*Consigne 1:*
Répondez à ces questions d'après le texte source :
(a) Où l'animal élevé pour sa viande trouve-t-il son « oméga » ?
(b) À quel rang élevons-nous l'animal domestique ?
(c) De quoi l'animal domestique devient-il « un membre à part entière » ?

*Texte source:*
Nous
contemplons tous les jours la mort dans notre assiette, même si nous
avons quasiment oublié que la viande a d'abord été un animal. Certes, les
hommes ont de tout temps mangé des animaux, qui se dévorent eux-mêmes entre
eux. Mais l'animal qui n'existe que pour remplir notre tube digestif peut-il
vraiment « connaître la vie » ? Réduit, de son vivant, à l'état de morceau
de viande virtuel, enserré dès sa naissance par une réalité industrielle
trouvant son oméga à l'abattoir, l'animal n'est plus seulement en sursis,
comme nous tous : il est tout entier programmé pour la mort.
Mauvaise conscience ? Effet à rebours de ce véritable massacre ? Voie
inconsciente de la rédemption ? En tout cas, l'animal domestique apparaît
comme le symétrique inverse de celui qui passe directement de l'élevage à
l'abattoir. Si nous renvoyons le morceau de viande en devenir dans une
radicale altérité, jusqu'à le priver de son statut de vivant, nous élevons
au contraire l'animal domestique au rang
d'alter ego. Celui qui est devenu un membre à part entière de sa «
famille d'accueil » est désormais investi de tous les désirs de son maître
(de moins en moins) et ami (de plus en plus). À travers le filtre de l'animal-viande,
l'homme avait pu cerner son humanité en promettant l'animal aux abattoirs;
l'animal-ami lui permet de se rappeler - autre effet de miroir - qu'il
habite lui-même le monde en tant que présence subjective, comme c'est le cas
pour son animal de compagnie.

*Données enregistrées:*
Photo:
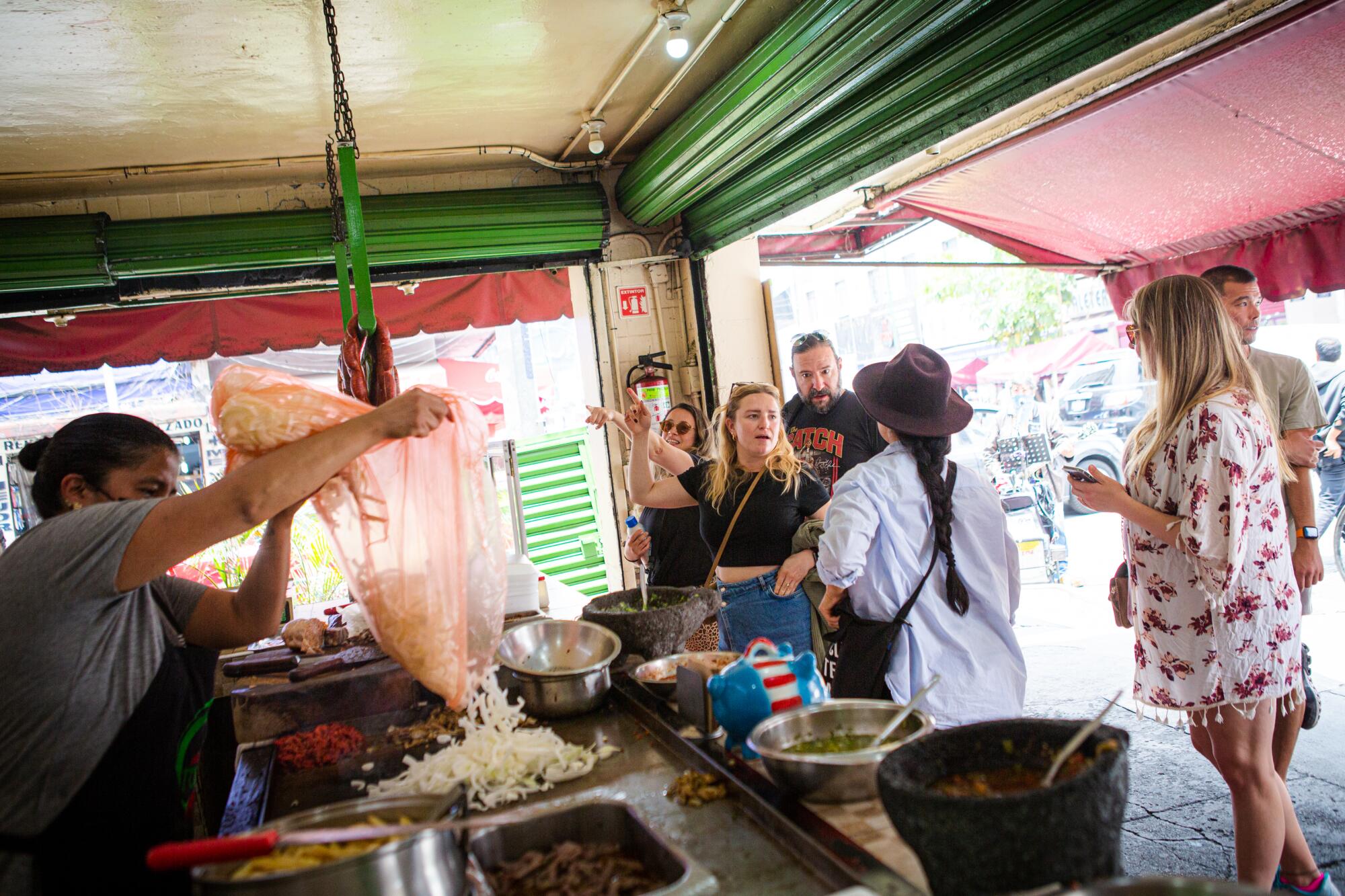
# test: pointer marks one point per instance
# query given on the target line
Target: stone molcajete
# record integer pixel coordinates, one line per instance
(673, 616)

*Consigne 2:*
Recopiez toutes les lignes des entrées sans en omettre aucune, en multipliant par 1,9 chaque coordonnée en pixels des réponses et en arrondissant à l'entier le plus proche (les demis vers le haut). Ne remettez pas les images dans votre réponse.

*Résultat 1:*
(a) À l'abattoir.
(b) Au rang d'alter ego.
(c) De sa « famille d'accueil ».

*Résultat 2:*
Photo:
# test: pointer marks one point per instance
# query given on the target line
Target: stone molcajete
# record integer pixel coordinates, one line per instance
(1279, 1170)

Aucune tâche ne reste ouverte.